Texte source
- - - - - - -
Lancement de la 3ème vague de créations d’offices de commissaire de justice : Synthèse en 8 points
La 3ème vague de créations d’offices de commissaire de justice est confirmé ce jour par la publication au journal officiel de l’ arrêté du 26 décembre 2023, validant ainsi la proposition qui a été faite le 7 juillet 2023 par l’Autorité de la Concurrence (ADLC). La campagne sera lancée début février 2024, au sein de treize zones du territoire dites « zones d’installation libre » avec l’objectif d’installer 32 nouveaux commissaires de justice titulaires, au sein de 20 créations d’offices (attention au trompe-l’œil, expliqué ci-après).
Analyse des points importants à retenir pour comprendre les conséquences immédiates et à venir pour lesdits territoires, ainsi que les modalités à suivre pour pouvoir postuler à la création d’un office. Le début des candidatures devrait être dans moins de deux mois, jeudi 1er février 2024, pour une durée de 18 mois.
1- Objectifs initiaux toujours pas satisfaits dans 13 zones qui demeurent « en installation libre »
Ces zones (départements) ont été sélectionnées pour améliorer l’offre de service et la proximité, jugées insatisfaisantes, malgré les deux vagues de créations précédentes. En effet, si 13 départements sont maintenus en zone verte, c’est que lesdits objectifs fixés par la loi « Macron » ne sont pas encore atteints. C’est ainsi que l’implantation d’offices de commissaire de justice est jugée nécessaire dans ces 13 départements, pour permettre de renforcer la proximité ou l’offre de services. Curieux paradoxe, c’est dans les grandes agglomérations que la concurrence ne serait donc pas assez forte.
Lorsqu’on consulte certaines desdites zones et que l’on analyse la situation économique des offices qui y ont été créés lors des précédentes vagues, l’on peut sérieusement s’interroger sur le fondement de cette position. Un nombre significatif d’offices créés de la seconde vague n’ont pas encore atteint la barre plancher des 100 k€ de CA annuel.
Voici la carte des zones vertes et des zones rouges :
L’ADLC avait estimé qu’au delà d’un CA annuel moyen de 300 k€ effectué par commissaire de justice titulaire, il y avait nécessité de créer des offices (parmi d’autres critères). Nous sommes encore très loin du compte pour les offices déjà créés. Bon nombre de créations datant de la 1ère vague (il y a maintenant plus de 5 ans) n’y sont pas encore, et ceux de la 2ème vague en sont encore très très loin.
C’est dans ces conditions qu’arrive donc la 3ème vague, pour renforcer la proximité et l’offre de service, et … fragiliser les professionnels déjà en exercice, et notamment les offices déjà créés lors des deux vagues précédentes, en premier lieu ceux qui peinent à faire un CA leur permettant de payer leurs charges fixes, rembourser leurs mensualités d’emprunt et se payer dignement pour le travail effectué. Au demeurant et au delà de ces difficultés économiques certaines, il faut également faire face à la pénurie de main-d’œuvre qualifiée, nombre d’études recherchant en vain un commissaire de justice (salarié ou associé).
- - - - - - -
Données fournies
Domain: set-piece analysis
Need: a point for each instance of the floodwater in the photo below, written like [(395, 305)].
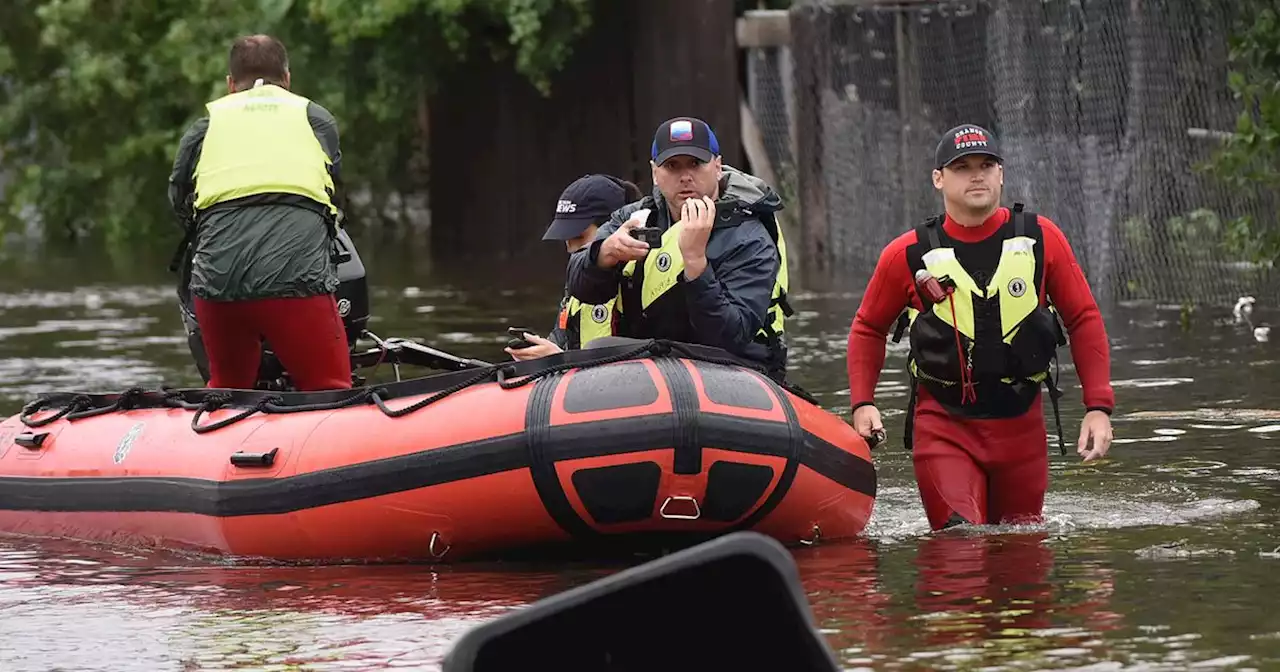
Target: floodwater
[(1165, 556)]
- - - - - - -
À faire
A. Dans le texte sur la troisième vague de créations d'offices de commissaire de justice, pourquoi 13 départements restent-ils en zone verte ? Répondez en une à trois phrases.
B. Rédigez la suite du texte sur la troisième vague de créations d'offices de commissaire de justice, à partir de sa dernière phrase.

Réponses par tâche
A. Ces 13 départements restent en zone verte parce que les objectifs fixés par la loi « Macron » n'y sont pas encore atteints. L'offre de service et la proximité y sont jugées insatisfaisantes malgré les deux vagues précédentes. Il faut donc y implanter des offices de commissaire de justice pour les renforcer.

B.
2- Création de 20 offices devant permettre l’installation de 32 titulaires dans 13 départements
L’arrêté du 26 décembre 2023 permet donc la création de 20 offices avec un objectif de nomination de 32 commissaires de justice sur les 13 départements restant des zones vertes.
Sachant que l’ADLC avait proposé la création de 33 offices, nous pourrions être satisfaits de cette réduction qui semble importante. Ce n’est qu’une satisfaction en trompe-l’œil puisque les textes sont clairs en la matière, si les vingts créations offices prévues ne permettent pas de remplir l’objectif de nomination de 32 commissaires de justice titulaire, il sera procédé à la création d’autant d’offices supplémentaires que nécessaire pour atteindre l’objectif fixé par l’arrêté.
Ainsi, fixer un objectif de nomination de 32 commissaires de justice titulaires revient à la création d’au minimum d’une trentaine d’offices, les créations avec plus d’un titulaire par office étant l’exception.
Pour chacune de ces zones, l’arrêté fixe les recommandations suivantes sur le nombre de créations d’offices pour deux années à compter de sa publication au Journal officiel, soit pour la période 2024-2025 :
32 nominations prévues par l’arrêté, l’ADLC en avait préconisé 33, l’heureux département étant la Gironde qui s’en tirera avec une création en moins (5 au lieu des 6 préconisés).
3- 86 zones « d’installation contrôlée »
L’arrêté du 26 décembre 2023 détermine également 86 autres zones du territoire, dites « d’installation contrôlée », dans lesquelles les demandes de créations d’offices de commissaire de justice feront l’objet d’un contrôle a priori du garde des sceaux, ministre de la justice, et d’un avis de l’Autorité de la concurrence dans l’hypothèse où la création d’office serait envisagée.
Ainsi, le principe de création demeure sur l’ensemble du territoire, avec un pouvoir souverain de la Chancellerie pour créer ou pas, après étude du dossier à présenter. Autant dire tout de suite que ce principe demeure théorique, les créations en zone rouge demeurant exceptionnelles.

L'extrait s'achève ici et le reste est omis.